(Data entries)

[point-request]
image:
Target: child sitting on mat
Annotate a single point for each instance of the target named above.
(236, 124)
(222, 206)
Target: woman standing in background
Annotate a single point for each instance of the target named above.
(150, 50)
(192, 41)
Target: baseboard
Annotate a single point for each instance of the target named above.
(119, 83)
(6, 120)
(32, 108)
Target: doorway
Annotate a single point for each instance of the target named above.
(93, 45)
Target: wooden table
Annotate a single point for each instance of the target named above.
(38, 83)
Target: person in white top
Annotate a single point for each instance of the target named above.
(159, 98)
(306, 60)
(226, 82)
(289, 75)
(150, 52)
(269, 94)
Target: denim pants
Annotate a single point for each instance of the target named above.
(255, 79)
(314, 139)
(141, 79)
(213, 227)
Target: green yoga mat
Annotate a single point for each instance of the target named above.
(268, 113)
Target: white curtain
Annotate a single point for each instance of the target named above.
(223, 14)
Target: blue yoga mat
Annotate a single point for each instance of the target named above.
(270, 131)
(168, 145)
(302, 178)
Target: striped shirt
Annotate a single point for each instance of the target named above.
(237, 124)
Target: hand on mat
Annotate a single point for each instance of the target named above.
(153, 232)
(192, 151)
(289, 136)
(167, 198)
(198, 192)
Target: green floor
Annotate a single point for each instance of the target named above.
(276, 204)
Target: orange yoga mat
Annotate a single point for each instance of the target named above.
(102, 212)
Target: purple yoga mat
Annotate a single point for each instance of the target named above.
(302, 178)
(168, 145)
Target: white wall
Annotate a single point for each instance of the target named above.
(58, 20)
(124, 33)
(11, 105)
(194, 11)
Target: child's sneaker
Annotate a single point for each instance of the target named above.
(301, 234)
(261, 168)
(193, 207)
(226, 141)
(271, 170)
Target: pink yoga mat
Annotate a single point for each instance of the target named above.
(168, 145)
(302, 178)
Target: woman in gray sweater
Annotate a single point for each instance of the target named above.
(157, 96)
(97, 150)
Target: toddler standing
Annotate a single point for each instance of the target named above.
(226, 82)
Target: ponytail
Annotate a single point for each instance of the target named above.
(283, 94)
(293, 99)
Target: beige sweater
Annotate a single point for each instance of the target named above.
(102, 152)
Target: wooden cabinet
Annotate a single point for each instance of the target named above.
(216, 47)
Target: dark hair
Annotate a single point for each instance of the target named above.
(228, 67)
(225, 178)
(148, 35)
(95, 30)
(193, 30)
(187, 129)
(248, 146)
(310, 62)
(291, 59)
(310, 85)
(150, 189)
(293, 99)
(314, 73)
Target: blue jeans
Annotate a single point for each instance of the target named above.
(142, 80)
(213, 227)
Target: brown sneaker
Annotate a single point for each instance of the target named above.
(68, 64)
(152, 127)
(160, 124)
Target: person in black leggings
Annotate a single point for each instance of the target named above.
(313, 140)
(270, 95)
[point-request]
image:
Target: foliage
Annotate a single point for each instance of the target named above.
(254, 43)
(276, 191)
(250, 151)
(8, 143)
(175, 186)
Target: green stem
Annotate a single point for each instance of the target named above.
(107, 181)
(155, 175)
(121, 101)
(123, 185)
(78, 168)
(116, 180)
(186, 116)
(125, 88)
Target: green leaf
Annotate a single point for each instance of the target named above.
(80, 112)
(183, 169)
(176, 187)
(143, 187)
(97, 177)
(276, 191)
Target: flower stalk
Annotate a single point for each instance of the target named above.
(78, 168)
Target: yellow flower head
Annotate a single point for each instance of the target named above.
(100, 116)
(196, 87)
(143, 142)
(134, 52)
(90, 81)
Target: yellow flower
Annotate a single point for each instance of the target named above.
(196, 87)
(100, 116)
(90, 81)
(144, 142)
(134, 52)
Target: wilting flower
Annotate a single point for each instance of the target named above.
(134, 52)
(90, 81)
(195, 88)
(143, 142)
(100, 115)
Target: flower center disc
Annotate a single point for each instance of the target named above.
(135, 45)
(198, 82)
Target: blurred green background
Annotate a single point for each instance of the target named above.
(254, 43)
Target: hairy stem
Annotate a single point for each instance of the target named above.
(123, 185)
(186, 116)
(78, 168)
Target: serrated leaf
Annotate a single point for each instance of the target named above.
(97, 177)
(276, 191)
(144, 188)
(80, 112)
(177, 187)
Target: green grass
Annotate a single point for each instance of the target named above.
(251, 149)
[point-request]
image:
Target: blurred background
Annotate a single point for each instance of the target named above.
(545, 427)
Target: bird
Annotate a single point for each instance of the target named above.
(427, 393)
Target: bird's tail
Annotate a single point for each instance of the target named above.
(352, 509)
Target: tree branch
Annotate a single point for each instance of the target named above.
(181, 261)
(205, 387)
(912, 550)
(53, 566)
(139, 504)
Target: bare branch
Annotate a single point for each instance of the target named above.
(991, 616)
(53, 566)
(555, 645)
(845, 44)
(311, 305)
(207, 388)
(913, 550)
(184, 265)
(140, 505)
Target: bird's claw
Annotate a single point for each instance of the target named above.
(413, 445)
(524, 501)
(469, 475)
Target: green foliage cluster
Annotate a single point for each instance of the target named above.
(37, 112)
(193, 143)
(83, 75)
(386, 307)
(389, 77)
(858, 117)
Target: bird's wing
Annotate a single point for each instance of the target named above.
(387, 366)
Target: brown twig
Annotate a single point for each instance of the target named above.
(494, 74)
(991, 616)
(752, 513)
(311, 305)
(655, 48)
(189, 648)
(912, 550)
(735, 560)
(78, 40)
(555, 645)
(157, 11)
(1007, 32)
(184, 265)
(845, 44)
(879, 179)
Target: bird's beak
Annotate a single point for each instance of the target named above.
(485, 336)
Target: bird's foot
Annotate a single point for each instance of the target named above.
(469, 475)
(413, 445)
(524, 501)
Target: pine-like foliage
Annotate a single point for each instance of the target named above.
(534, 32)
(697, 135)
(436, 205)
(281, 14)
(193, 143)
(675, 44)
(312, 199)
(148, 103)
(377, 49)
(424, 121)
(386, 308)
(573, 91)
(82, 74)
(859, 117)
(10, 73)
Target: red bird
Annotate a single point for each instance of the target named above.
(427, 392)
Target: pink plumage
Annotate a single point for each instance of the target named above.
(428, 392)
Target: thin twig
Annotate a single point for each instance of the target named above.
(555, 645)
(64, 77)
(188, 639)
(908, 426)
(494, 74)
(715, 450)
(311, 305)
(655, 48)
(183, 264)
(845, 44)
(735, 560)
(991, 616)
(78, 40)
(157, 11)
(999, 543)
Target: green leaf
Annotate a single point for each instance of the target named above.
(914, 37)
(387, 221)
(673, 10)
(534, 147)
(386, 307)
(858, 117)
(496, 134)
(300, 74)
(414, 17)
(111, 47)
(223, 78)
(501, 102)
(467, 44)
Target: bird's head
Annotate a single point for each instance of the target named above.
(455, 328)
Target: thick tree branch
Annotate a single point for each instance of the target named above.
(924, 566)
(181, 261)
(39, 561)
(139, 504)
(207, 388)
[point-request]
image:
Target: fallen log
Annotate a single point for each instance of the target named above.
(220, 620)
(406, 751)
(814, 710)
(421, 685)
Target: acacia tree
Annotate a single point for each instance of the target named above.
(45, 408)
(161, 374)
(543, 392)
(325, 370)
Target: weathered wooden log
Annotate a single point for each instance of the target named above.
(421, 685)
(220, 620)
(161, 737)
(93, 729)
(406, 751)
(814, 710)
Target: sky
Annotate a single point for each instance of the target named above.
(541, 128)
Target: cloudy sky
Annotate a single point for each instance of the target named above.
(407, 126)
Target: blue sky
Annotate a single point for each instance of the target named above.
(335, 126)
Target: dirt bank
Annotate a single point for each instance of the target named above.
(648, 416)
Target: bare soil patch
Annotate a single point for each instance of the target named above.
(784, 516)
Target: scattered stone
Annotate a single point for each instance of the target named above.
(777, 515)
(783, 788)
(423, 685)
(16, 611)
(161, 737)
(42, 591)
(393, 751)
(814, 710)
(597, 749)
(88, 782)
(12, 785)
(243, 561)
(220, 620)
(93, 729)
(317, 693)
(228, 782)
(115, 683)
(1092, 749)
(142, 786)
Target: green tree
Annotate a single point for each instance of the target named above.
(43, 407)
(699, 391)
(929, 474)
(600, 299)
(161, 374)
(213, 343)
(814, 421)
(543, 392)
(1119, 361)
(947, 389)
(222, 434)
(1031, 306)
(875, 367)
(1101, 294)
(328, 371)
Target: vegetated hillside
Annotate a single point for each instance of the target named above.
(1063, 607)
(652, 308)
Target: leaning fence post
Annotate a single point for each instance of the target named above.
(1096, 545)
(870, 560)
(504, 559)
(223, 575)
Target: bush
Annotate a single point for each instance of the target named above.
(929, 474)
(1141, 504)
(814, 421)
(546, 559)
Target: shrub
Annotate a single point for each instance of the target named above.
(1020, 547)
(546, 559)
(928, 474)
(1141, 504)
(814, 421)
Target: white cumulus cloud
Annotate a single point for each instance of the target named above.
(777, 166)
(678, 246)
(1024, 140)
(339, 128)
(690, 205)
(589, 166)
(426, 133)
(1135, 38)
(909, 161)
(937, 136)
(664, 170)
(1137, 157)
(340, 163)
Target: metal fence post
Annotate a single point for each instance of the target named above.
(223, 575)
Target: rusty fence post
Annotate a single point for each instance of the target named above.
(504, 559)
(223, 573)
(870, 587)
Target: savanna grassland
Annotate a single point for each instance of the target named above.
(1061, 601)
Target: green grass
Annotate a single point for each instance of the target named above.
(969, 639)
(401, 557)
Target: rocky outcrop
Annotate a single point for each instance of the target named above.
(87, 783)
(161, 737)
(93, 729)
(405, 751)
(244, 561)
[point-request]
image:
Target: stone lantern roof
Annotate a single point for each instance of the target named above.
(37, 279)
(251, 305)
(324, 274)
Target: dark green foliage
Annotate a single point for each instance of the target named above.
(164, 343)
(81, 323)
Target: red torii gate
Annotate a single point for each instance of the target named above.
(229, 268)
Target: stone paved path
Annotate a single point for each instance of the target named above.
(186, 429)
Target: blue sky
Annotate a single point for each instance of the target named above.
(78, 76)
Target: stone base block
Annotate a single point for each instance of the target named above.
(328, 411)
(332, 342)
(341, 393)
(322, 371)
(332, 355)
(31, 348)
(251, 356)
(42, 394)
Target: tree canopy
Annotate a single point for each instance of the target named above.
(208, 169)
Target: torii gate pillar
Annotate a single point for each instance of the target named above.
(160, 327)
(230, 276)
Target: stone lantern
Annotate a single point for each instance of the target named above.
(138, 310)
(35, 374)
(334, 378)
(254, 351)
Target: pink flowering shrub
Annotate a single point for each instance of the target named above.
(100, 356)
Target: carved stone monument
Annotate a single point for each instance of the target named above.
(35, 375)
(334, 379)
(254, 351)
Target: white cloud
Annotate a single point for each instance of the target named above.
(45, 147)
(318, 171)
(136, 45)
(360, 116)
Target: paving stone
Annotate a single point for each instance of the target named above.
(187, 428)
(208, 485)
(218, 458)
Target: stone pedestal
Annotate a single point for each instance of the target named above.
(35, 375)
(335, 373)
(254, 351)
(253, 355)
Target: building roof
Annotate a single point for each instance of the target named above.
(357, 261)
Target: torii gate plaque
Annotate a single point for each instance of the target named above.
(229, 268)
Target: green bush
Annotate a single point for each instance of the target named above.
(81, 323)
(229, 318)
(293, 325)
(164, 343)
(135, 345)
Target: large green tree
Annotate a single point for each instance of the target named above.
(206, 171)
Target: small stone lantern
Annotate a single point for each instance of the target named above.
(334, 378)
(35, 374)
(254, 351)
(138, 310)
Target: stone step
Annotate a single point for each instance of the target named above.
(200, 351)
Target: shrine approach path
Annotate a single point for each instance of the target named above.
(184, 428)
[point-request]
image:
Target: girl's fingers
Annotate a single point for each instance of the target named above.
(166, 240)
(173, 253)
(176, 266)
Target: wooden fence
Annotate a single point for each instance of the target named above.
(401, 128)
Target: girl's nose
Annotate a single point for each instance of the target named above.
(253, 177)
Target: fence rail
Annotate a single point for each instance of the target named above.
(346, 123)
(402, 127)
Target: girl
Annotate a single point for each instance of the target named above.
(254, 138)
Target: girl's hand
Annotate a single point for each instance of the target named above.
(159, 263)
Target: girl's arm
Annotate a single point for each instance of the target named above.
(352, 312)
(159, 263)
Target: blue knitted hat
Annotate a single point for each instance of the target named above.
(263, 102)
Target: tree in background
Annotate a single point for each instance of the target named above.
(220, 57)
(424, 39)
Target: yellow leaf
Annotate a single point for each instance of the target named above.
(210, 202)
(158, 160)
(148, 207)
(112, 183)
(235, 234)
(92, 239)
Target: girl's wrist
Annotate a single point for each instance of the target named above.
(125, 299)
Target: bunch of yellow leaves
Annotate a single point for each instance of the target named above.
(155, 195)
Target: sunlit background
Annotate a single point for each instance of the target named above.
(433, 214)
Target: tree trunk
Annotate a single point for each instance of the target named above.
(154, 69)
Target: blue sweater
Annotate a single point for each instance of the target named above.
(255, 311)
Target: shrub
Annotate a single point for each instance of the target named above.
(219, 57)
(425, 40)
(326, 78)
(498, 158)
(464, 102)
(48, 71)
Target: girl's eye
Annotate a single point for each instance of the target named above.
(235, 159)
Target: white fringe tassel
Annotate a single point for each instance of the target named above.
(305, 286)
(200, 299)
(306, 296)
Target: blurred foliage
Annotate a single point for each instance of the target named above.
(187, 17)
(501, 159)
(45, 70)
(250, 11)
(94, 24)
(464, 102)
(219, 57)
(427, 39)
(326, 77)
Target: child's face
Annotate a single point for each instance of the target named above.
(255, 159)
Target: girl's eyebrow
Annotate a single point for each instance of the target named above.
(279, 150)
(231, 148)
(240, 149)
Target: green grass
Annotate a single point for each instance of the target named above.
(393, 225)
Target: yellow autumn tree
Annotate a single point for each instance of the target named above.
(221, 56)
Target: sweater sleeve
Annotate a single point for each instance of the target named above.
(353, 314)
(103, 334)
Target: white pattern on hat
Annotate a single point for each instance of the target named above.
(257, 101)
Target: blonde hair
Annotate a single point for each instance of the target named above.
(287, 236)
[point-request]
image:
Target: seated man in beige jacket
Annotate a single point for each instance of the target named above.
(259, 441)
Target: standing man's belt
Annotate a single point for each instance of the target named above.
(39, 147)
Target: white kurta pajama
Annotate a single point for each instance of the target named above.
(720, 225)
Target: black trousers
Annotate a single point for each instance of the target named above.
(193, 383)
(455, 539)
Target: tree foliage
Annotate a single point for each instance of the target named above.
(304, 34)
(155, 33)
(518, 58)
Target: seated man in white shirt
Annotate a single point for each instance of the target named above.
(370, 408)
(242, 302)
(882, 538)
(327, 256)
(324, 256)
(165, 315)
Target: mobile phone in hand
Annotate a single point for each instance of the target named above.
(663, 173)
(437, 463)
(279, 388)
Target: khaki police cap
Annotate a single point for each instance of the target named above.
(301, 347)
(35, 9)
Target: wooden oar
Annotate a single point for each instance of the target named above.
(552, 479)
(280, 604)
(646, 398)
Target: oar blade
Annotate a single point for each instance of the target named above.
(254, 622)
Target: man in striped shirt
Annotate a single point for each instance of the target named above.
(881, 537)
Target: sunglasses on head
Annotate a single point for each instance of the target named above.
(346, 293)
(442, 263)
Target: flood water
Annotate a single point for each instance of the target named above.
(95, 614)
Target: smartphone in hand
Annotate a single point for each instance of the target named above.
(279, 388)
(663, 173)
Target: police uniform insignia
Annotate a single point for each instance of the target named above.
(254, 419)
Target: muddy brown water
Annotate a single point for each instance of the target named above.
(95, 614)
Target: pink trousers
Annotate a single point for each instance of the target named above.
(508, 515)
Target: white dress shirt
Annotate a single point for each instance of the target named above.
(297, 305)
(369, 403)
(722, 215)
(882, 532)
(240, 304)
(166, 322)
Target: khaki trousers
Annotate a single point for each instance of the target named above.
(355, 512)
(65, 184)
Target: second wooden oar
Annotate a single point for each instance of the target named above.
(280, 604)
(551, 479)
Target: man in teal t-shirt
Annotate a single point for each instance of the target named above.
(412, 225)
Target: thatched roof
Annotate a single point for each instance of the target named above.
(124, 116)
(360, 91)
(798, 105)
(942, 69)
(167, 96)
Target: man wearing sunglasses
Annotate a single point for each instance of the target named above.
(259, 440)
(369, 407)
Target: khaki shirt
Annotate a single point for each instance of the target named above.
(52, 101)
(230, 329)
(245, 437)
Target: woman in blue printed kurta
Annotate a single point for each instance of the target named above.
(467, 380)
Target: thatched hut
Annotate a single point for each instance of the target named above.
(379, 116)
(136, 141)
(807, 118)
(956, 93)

- [What is required]: Starting with the line that contains "Target: smartphone in hand", output every line through the end of the listing above, unchanged.

- [Written response]:
Target: smartphone in hand
Annotate a single point for each instance of the target named above.
(279, 388)
(663, 173)
Target: police uniform insignia
Annotate a single point for each instance of the target named above.
(254, 419)
Target: muddy brown water
Annotate a single point for each instance of the target named above.
(95, 614)
Target: pink trousers
Annotate a single point for each instance of the target named above.
(508, 515)
Target: white dress shirt
Annotate a single point for each instance of the target named above.
(297, 305)
(369, 403)
(722, 215)
(882, 532)
(240, 304)
(166, 322)
Target: khaki trousers
Annotate a single point for each instance of the target named above.
(355, 512)
(65, 184)
Target: second wooden oar
Annotate a single point for each instance of the target named above.
(280, 604)
(551, 479)
Target: man in teal t-shirt
Annotate a single point for each instance of the target named above.
(412, 225)
Target: thatched roof
Annotate a single point for each instance of the target named above.
(124, 116)
(360, 91)
(798, 105)
(942, 69)
(167, 96)
Target: man wearing sunglasses
Annotate a single point for each instance of the target named above.
(259, 440)
(369, 407)
Target: khaki shirt
Annotate a single point for each instance of the target named above.
(52, 101)
(230, 329)
(245, 437)
Target: woman in blue printed kurta
Annotate a single point for each instance of the target named above.
(467, 380)
Target: thatched hut
Annotate a single point for each instance of the target named above.
(379, 116)
(136, 141)
(807, 118)
(956, 93)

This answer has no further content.